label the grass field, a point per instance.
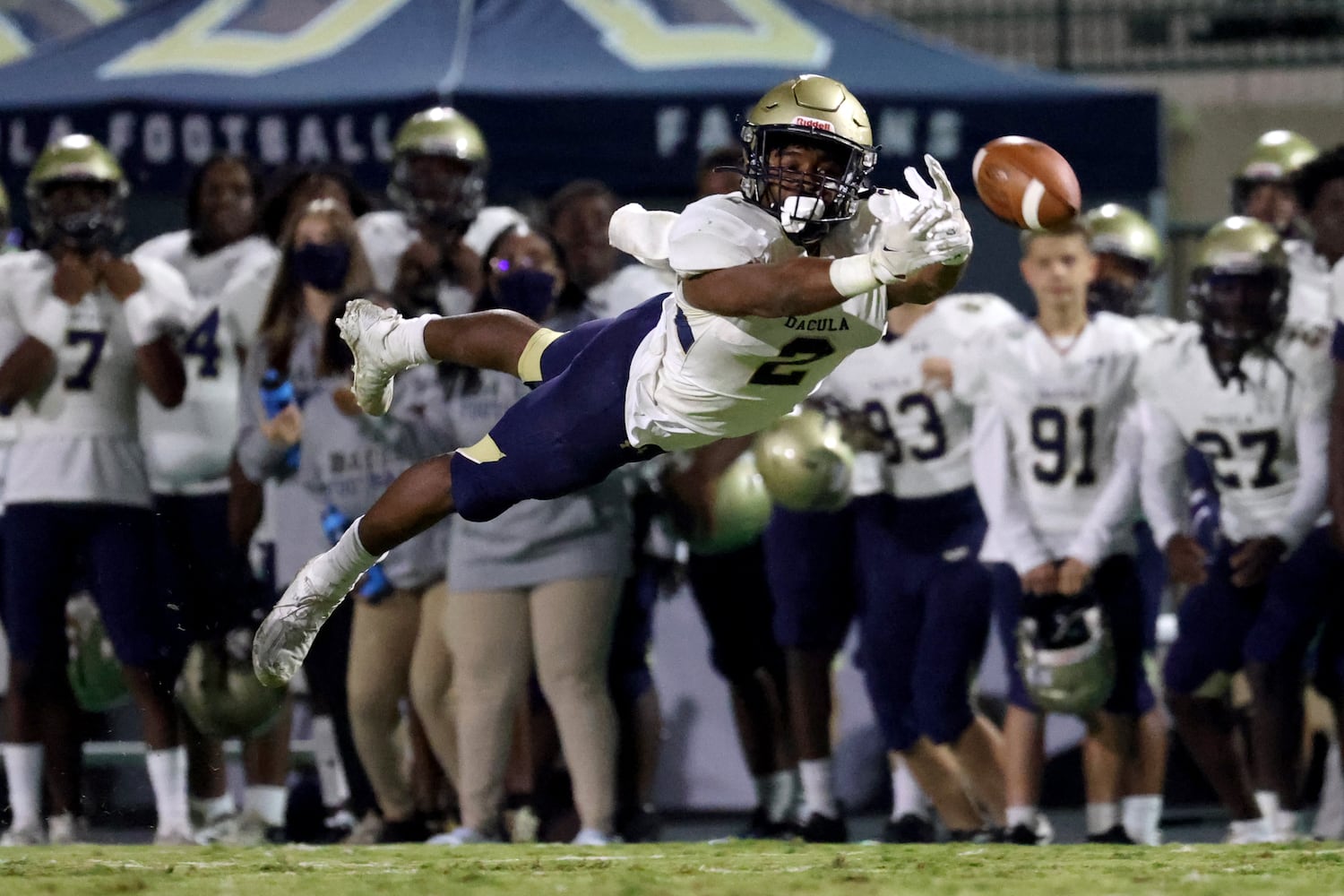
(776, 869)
---
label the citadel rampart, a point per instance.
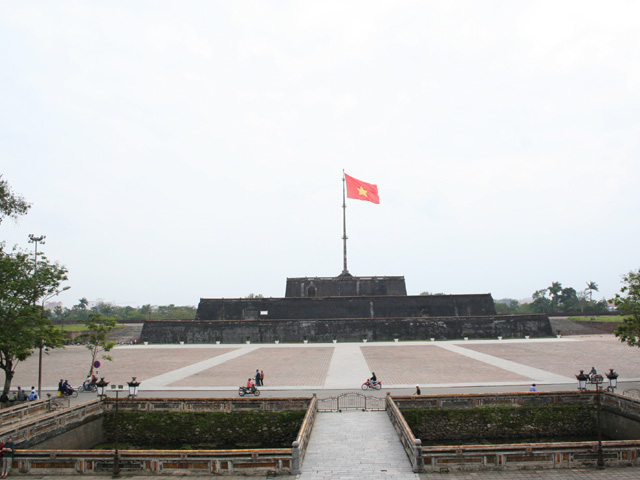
...
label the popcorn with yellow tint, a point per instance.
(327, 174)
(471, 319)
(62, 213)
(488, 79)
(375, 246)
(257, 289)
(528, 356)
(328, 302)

- WHAT IS REQUIRED: Identify every line in the lines above that contains the word "point", and copy each one. Case counts.

- FULL ANSWER:
label the grass field, a point per instance.
label the citadel rampart, a point per instance.
label the popcorn with yellow tint, a point per instance.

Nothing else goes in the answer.